## WHAT THE TASK REQUIRES
Return exactly the lines of the entries, from the one with "Target: gas cylinder" to the last.

···

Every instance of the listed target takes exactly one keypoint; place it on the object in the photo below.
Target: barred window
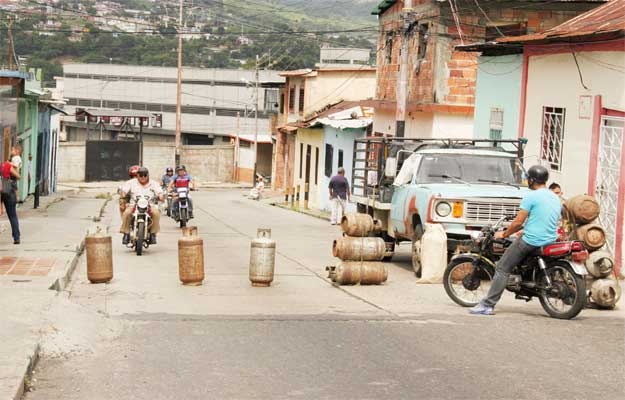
(496, 123)
(552, 138)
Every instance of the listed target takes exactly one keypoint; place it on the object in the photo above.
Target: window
(329, 159)
(291, 99)
(496, 123)
(552, 137)
(271, 100)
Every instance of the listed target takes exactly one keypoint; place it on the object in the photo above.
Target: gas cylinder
(359, 248)
(433, 254)
(99, 257)
(191, 257)
(348, 273)
(357, 224)
(373, 273)
(600, 264)
(262, 258)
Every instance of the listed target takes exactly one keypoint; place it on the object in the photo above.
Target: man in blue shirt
(540, 212)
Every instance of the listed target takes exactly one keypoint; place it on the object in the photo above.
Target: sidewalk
(51, 243)
(276, 199)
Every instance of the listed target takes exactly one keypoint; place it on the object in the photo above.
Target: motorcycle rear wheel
(140, 237)
(461, 287)
(568, 296)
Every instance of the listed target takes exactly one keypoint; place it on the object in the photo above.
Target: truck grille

···

## FINISHED EXERCISE
Target: gas cylinder
(359, 248)
(433, 254)
(99, 257)
(191, 257)
(348, 273)
(357, 224)
(373, 273)
(600, 264)
(262, 258)
Every instance of the listed target takes exactly one keypoint; place it on the object in the photo above.
Target: man in blue shirt
(540, 212)
Every instance of the listed target takes exactly one keypoint; place it on the object in the photo above.
Target: sidewalk
(51, 243)
(276, 199)
Every instance of the listed target takes exactly one keypoint; place it on the object in the photo above.
Target: motorcycle rear wheel
(140, 237)
(461, 287)
(568, 296)
Every instance of the listed target takes exactly one keypoint; place it on the object in the photo above.
Target: truck grille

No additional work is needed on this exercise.